**Selected passage**
The name service primitives offered by NetBIOS are:
- Add name – registers a NetBIOS name.
- Add group name – registers a NetBIOS "group" name.
- Delete name – unregisters a NetBIOS name or group name.
- Find name – looks up a NetBIOS name on the network.

Internet Protocol Version 6 (IPv6) is not supported by the NetBIOS name resolution protocol.

===Datagram distribution service===
Datagram mode is connectionless; the application is responsible for error detection and recovery. In NBT, the datagram service runs on UDP port 138.

The datagram service primitives offered by NetBIOS are:
- Send Datagram – send a datagram to a remote NetBIOS name.
- Send Broadcast Datagram – send a datagram to all NetBIOS names on the network.
- Receive Datagram – wait for a packet to arrive from a Send Datagram operation.
- Receive Broadcast Datagram – wait for a packet to arrive from a Send Broadcast Datagram operation.

===Session service===
Session mode lets two computers establish a connection, allows messages to span multiple packets, and provides error detection and recovery. In NBT, the session service runs on TCP port 139.

The session service primitives offered by NetBIOS are:
- Call – opens a session to a remote NetBIOS name.

**Given request 1**
Please reproduce the NetBIOS passage between "- Add group" and "UDP port 138.", inclusive, switching "connectionless" to "stateless".
**Given request 2**
Using the NetBIOS passage, answer yes or no for each statement and quote the words that decide it: (a) The NetBIOS name resolution protocol supports IPv6. (b) In NBT, the session service runs on TCP port 139. (c) In datagram mode, the application handles error detection and recovery.

**Stored rows**
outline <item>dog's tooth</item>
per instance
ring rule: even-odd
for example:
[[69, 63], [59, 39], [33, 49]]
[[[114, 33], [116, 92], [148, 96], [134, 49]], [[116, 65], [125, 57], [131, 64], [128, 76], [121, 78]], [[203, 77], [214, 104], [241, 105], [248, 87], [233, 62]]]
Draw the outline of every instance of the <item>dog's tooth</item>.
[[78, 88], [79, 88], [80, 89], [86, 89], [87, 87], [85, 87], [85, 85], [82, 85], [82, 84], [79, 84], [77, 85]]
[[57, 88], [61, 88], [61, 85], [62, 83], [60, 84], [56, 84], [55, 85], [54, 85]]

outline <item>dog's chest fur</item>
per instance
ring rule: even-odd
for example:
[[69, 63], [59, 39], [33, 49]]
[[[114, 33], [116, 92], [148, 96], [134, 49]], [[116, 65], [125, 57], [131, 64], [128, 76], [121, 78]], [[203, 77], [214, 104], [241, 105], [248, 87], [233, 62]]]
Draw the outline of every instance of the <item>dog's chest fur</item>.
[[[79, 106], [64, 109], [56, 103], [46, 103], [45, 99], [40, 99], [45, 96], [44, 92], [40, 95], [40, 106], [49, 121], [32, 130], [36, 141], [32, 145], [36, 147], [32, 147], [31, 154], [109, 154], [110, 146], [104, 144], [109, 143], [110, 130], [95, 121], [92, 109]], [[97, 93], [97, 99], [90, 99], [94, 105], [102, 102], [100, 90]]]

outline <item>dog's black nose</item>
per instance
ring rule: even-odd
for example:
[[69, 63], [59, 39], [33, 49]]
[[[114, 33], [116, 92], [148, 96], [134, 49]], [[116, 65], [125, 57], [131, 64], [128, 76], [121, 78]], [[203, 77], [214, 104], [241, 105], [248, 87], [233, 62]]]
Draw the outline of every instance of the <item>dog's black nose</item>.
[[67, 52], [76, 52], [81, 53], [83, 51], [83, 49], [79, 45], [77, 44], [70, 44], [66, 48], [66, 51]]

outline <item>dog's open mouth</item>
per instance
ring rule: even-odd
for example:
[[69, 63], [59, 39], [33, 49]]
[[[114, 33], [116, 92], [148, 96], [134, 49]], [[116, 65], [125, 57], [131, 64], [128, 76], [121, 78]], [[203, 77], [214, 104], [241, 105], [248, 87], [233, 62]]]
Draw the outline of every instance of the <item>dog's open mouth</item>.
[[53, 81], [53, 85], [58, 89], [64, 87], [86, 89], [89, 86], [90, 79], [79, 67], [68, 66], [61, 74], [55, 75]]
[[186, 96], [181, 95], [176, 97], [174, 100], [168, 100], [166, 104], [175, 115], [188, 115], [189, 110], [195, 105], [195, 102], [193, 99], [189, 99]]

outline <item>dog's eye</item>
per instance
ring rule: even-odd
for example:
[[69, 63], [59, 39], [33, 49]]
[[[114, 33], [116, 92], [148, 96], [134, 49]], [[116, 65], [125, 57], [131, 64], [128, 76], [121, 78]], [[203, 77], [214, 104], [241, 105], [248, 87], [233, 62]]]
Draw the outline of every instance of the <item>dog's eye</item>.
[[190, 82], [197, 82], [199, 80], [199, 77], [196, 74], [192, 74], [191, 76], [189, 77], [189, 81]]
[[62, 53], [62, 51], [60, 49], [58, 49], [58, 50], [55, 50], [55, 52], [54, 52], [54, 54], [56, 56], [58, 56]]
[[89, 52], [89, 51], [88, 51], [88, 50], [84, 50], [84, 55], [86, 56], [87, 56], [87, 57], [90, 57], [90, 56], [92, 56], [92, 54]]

**Solution 1**
- Add group name – registers a NetBIOS "group" name.
- Delete name – unregisters a NetBIOS name or group name.
- Find name – looks up a NetBIOS name on the network.

Internet Protocol Version 6 (IPv6) is not supported by the NetBIOS name resolution protocol.

===Datagram distribution service===
Datagram mode is stateless; the application is responsible for error detection and recovery. In NBT, the datagram service runs on UDP port 138.

**Solution 2**
(a) No: "Internet Protocol Version 6 (IPv6) is not supported by the NetBIOS name resolution protocol."
(b) Yes: "In NBT, the session service runs on TCP port 139."
(c) Yes: "the application is responsible for error detection and recovery"